#### Set task
Entries follow. Set all of them down as they stand.

#### Record extracts
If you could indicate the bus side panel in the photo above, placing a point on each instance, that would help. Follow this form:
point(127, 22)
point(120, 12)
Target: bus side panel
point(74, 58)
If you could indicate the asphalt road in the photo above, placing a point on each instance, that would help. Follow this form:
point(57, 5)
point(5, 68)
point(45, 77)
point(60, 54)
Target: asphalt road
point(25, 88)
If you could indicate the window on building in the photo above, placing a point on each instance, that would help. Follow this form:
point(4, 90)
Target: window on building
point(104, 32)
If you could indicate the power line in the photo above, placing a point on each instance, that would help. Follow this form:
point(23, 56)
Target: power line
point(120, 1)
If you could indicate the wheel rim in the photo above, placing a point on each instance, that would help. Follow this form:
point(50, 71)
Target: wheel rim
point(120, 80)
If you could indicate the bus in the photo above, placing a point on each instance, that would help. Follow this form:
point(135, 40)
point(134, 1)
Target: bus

#### Expected answer
If you could indicate the bus side panel in the photo above, placing a point on each instance, that would help. Follow this form:
point(127, 22)
point(120, 12)
Target: bus side panel
point(74, 58)
If you could indicate the asphalt road in the photo above, placing a point on each instance, that would help. Follow this form:
point(57, 5)
point(5, 68)
point(45, 77)
point(60, 54)
Target: asphalt road
point(25, 88)
If you could indicate the window on building in the photo above, placing a point on each instance, that would help. Follow this form:
point(4, 90)
Target: window on building
point(104, 32)
If you could indicate the power line in the photo above, placing a point on each instance, that would help. Follow this form:
point(23, 56)
Target: power line
point(120, 1)
If you could indicate the wheel rim in the photo above, placing a point on each instance, that would help. Follow this form:
point(50, 71)
Target: wheel rim
point(120, 80)
If you could indicate the bus in the photo above, placing a point on each instance, that would help. Follow this form:
point(135, 40)
point(134, 1)
Target: bus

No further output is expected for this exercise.